A few years ago, I had the opportunity to listen to Ben Mardell speak about the capacities of children. He spoke of children as citizens – not future citizens, or potential citizens, but of children as citizens now. As an educator, I hold an image of young children as capable, competent, and full of gifts that the world needs. In contrast, young children have the least amount of power in our society and oftentimes are reductively viewed as cute, small, incomplete, or a future resource. Ben suggested that it is the context children are in that make them feel big or small—to themselves and to the adults around them.

Since hearing Ben speak, I’ve wondered about the various contexts children live within and about the conditions I’m creating in the classroom each day. I wonder:

What would happen if schools were designed as places for children to feel big?

This year, I’ve been particularly interested in how seeking opportunities to explore ideas and take action outside of our classroom walls contributes to this feeling of “bigness.” I’m curious about the connections between having an authentic audience outside of the classroom and the children’s sense of agency and how they view their impact on their communities and the world. I wonder how having a platform to share their ideas with adults who are eager to listen changes how they view themselves and how others view them.

Recently Matt wrote a post about a new vision and mission for Portland Children’s Museum. Within these new statements, I hear a step towards a commitment to making children feel big. I’m excited to work in an organization that values creativity, curiosity, and empathy as unique and critical gifts of childhood. And I can’t think of a better place for a group of 6-, 7-, and 8-year olds to explore their “bigness” than a children’s museum that serves 270,000 guests a year.

An opportunity to collaborate with Portland Children’s Museum came when Somya Singh, the Director of Exhibits, invited the children in Dogwood to contribute to a new exhibit, Voyage to Vietnam: Celebrating the Tet Festival. You can read the invitation the children received here. The children eagerly accepted this invitation and since then have been diligently working to dream up, draft, revise, and create a contribution for this new exhibit.
■ ■ ■ ■ ■
Continue the piece above about helping children feel big, starting right after its last sentence about the Dogwood children's work on the Tet Festival exhibit.
■ ■ ■ ■ ■
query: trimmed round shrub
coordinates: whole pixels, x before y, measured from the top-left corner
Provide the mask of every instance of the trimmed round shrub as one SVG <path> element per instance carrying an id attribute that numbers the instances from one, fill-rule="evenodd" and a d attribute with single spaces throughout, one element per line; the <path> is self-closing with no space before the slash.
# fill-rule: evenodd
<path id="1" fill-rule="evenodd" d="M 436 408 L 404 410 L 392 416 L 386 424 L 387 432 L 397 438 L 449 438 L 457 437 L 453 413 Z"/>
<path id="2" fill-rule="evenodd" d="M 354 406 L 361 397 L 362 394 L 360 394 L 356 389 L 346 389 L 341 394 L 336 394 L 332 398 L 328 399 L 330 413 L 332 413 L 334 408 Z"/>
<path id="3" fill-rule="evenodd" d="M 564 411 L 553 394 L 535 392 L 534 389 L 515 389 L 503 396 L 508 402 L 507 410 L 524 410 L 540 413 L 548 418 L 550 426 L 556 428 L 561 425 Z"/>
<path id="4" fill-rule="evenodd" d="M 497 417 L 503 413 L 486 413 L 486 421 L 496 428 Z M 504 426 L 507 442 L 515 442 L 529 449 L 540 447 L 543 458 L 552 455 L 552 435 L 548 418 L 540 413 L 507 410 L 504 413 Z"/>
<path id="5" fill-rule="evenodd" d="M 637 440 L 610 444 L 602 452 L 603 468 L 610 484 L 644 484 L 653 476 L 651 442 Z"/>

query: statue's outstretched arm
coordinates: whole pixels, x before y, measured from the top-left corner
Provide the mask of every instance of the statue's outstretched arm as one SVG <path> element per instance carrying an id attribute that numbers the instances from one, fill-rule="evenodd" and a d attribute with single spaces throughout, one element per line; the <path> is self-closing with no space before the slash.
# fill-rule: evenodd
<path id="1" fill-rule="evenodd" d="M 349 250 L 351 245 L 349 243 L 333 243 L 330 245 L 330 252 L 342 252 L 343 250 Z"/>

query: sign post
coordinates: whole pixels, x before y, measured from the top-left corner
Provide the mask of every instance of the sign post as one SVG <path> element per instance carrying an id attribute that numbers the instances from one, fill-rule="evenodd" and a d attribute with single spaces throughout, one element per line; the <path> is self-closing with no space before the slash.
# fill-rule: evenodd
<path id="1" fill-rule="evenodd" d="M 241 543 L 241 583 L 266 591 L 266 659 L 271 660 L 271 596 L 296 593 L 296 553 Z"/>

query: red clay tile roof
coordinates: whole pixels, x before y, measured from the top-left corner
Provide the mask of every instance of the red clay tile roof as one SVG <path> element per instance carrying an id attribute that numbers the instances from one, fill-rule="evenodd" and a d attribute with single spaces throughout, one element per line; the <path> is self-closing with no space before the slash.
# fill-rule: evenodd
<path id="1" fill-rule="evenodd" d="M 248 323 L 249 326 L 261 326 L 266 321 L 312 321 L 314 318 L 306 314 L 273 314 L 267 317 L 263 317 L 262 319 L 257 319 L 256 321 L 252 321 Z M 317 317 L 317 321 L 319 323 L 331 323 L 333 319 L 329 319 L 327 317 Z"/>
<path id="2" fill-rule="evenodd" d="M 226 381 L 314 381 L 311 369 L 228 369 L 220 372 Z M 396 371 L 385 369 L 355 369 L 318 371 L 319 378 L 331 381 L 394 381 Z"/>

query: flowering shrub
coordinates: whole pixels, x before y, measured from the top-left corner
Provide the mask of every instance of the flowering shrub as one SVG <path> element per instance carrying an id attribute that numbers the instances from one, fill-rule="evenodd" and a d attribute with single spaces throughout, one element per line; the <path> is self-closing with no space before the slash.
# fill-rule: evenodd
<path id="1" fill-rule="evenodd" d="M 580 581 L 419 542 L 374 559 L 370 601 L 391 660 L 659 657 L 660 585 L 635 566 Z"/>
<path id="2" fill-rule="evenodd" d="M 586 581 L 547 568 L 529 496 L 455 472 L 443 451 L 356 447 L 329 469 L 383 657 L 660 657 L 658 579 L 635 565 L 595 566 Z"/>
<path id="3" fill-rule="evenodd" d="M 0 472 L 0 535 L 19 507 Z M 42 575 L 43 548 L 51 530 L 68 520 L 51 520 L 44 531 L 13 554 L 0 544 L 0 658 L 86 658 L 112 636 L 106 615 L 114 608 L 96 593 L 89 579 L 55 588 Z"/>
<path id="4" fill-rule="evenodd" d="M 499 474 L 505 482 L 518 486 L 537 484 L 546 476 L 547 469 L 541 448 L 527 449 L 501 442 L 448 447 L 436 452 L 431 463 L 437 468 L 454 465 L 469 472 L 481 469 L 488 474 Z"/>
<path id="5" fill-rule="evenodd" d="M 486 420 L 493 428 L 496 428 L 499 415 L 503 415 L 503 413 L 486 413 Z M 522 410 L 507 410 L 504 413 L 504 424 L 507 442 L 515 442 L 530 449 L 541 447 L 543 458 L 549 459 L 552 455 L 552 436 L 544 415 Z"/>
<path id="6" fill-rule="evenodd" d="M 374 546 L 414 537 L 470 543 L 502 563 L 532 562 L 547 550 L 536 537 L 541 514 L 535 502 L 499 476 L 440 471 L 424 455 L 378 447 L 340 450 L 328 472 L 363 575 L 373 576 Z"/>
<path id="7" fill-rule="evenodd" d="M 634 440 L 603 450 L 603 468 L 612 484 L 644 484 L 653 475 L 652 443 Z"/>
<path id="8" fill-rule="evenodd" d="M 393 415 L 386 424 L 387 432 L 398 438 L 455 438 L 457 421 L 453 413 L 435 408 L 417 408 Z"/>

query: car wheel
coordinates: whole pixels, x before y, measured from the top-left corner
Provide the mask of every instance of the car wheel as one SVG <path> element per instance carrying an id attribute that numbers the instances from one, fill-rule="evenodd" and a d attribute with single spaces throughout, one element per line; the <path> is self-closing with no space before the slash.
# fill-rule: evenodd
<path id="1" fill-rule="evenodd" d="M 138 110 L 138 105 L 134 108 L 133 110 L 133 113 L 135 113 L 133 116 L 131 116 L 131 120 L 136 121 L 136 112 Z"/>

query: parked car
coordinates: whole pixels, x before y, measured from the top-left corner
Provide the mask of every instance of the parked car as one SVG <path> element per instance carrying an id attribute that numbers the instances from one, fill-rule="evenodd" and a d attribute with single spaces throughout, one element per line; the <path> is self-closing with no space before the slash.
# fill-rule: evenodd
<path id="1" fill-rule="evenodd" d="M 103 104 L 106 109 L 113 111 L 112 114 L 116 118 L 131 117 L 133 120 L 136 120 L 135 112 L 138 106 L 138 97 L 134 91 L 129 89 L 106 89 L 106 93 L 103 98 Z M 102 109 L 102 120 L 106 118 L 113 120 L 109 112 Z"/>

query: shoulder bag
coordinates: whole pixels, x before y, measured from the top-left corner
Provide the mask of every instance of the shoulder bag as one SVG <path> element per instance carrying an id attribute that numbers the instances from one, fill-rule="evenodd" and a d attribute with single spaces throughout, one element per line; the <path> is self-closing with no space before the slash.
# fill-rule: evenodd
■ ■ ■ ■ ■
**EXERCISE RESULT:**
This invitation seemed like both another opportunity to explore the intentions we set around “the we that I am” at the beginning of the school year (which you can read about here and here) as well as provide a more public platform for the children to share their ideas and explore their bigness. I wondered: How might taking action to contribute to something bigger than our classroom community support us in knowing more about who we are and how we want to be together? How might having a public audience support the children in Dogwood to explore their bigness in a new way?

It felt important to begin our work by dreaming without boundaries—for the children to use their full imaginations to consider multiple ways they might contribute to an exhibit that highlights the connections between the intentions of the Voyage to Vietnam exhibit and what the children are discovering about who they are as a community in Dogwood. This dreaming elicited many possibilities and much enthusiasm.

  

Our next step was to consider some of the constraints we were being asked to work within. Considering budget, time, space, materials, and trying to take the perspective of multiple points of view, imagining all different kinds of visitors playing within this space, gave us some real problems to solve.

We’ve built models and prototypes, engaged in dialogue, drafted blueprints, given and received feedback, and most recently enlisted multiple people outside of our classroom community to support us in our research of what we thought might work.

    

    

And while we were doing all of that, we were also working to pay attention to and call out the qualities that make us, the Dogwood community, who we are.

It was through thinking about what kind of community we wanted to be a part of that allowed us to consider what kind of experience we hoped to invite visitors to the museum to have.

After considering some of our constraints, making connections between who we are and what we want guests to experience, and brainstorming, collaborating, and revising multiple ideas, the children set up the classroom and invited their families and a group of friends from one of our Beginning School classrooms to come in and test out their ideas.

  

  

For the children in Dogwood, having an opportunity to collaborate side-by-side with people (both adults and children) outside of the classroom – people who value their ideas, creativity, and innovation now and not just as potential for the future – has catalyzed that feeling of bigness.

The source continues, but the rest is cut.